* **Your goal**
Your answer should be the line containing "Target: canopy tent" and each line after it through the end of the data below, repeated exactly.

::: Working data :::

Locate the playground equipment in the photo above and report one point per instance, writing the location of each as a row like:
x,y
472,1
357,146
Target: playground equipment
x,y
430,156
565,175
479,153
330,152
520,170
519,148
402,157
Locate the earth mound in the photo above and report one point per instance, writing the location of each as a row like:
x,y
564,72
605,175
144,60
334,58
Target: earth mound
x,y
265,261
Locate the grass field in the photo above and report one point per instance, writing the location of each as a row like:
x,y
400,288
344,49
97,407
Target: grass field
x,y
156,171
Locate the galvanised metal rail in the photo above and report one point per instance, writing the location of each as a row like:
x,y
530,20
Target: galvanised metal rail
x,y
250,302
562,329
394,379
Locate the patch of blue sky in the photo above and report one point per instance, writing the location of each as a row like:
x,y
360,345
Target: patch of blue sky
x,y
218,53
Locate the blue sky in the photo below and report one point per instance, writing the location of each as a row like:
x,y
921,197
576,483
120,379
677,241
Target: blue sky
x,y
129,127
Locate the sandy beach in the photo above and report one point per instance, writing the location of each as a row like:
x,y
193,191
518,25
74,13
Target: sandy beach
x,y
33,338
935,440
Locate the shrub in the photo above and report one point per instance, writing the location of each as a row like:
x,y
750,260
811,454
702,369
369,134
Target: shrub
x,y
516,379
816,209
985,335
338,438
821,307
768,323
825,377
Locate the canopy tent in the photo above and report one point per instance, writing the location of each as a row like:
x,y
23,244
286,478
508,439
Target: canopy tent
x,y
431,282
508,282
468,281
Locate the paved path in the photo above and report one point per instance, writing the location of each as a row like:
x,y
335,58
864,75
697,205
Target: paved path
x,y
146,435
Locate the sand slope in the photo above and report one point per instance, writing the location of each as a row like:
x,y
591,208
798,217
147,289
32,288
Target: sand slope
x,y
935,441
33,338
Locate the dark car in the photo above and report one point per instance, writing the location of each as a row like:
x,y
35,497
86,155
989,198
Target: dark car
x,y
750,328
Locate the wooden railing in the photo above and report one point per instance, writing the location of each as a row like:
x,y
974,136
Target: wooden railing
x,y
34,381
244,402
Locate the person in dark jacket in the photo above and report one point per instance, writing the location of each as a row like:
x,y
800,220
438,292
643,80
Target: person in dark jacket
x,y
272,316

:::

* **Answer to this problem**
Target: canopy tent
x,y
431,282
508,282
468,281
Locate the paved path in the photo above and report one point per instance, writing the location of each as a row like:
x,y
335,58
864,75
697,205
Target: paved path
x,y
146,435
Locate the sand slope in the photo above and report one point per instance, writing the location of each as a row like:
x,y
591,208
798,217
147,289
32,288
Target: sand slope
x,y
935,441
33,338
Locate the dark car in the photo above and report one point per instance, writing the location of each as a row like:
x,y
35,497
86,155
989,198
Target: dark car
x,y
750,328
Locate the wooden railing in the photo above and report one point per instance, writing the location of each as a row like:
x,y
974,136
Target: wooden railing
x,y
34,381
244,402
Locate the person in dark jacket in the photo above and report one point per instance, writing the location of each as a row like:
x,y
800,220
438,292
643,80
Target: person in dark jacket
x,y
272,316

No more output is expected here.